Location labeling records
** Begin **
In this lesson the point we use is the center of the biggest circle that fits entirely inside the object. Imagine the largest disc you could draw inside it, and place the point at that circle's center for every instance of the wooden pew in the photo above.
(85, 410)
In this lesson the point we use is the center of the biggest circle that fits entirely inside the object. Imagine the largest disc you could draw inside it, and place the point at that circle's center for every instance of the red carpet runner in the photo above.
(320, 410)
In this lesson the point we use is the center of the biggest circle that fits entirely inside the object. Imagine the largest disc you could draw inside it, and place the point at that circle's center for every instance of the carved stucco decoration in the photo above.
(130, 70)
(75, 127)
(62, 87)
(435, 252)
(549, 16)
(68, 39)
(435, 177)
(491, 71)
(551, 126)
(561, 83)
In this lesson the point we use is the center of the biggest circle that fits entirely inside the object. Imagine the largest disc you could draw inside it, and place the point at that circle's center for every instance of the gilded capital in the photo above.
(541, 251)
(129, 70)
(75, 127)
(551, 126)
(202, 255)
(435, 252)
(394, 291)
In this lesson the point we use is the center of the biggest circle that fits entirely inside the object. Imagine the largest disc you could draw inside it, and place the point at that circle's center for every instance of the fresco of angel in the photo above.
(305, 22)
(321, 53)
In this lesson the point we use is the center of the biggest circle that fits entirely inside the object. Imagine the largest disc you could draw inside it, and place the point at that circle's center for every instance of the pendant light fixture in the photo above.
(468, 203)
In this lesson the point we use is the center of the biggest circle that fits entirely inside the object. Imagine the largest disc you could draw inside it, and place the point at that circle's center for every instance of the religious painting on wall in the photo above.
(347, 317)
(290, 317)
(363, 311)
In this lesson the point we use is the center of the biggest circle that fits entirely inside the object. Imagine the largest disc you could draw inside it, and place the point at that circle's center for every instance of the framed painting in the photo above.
** End **
(TASK STATEMENT):
Retype the records in full. Keep every line identical to the original.

(COMPLETED EXERCISE):
In this lesson the point we use is the center of the biggest circle that fits entirely inside the object. Imagine the largest disc you could draw inside it, and place the point at that circle's center for every instance of the wooden pew in the photo above.
(85, 410)
In this lesson the point we use is the center of the biggest circle that fits entirely inside the object. Imagine the largest disc you could draw inside it, and place the point at that circle's center for every instance of the red carpet runner in the photo above.
(320, 410)
In this lesson the point we use is the center of the biggest circle that fits entirely inside the object. Imagine the largest disc you could draw inside it, and place the point at that circle's center for every instance of the carved stucco decoration in the photo above.
(130, 70)
(75, 127)
(62, 87)
(435, 252)
(549, 16)
(68, 39)
(435, 177)
(491, 71)
(551, 126)
(561, 83)
In this lesson the point we use is the center of the biggest circle that fits entirely inside the object. Imagine the largest disc you could draw inside it, and place the point at that circle's center for every instance of the gilded capital in the photo above.
(541, 251)
(129, 70)
(75, 127)
(551, 126)
(202, 255)
(435, 252)
(394, 291)
In this lesson the point we use is the center of the biggest circle that fits entirely inside the object. Imagine the largest disc you could draw inside it, and place the point at that circle's center for every instance of the fresco of angel in the photo above.
(305, 22)
(321, 53)
In this lesson the point we use is the center of the biggest circle that fits entirely inside the object. Imagine the largest disc you could draw inside it, and place the point at that circle's center for every instance of the pendant light fixture in the photo above.
(468, 203)
In this lesson the point we use is the center of the biggest circle that fits entirely inside the object. Imagine the largest disc you could draw inside it, and place the point at that circle's center for every instance of the religious painting on wall in the photo above.
(347, 317)
(290, 317)
(363, 311)
In this lesson the point we use is the center of the biggest circle that fits entirely inside the object. Imagine the largest disc you could draw inside it, and place the point at that circle's center for every instance of the framed painting in the photo above.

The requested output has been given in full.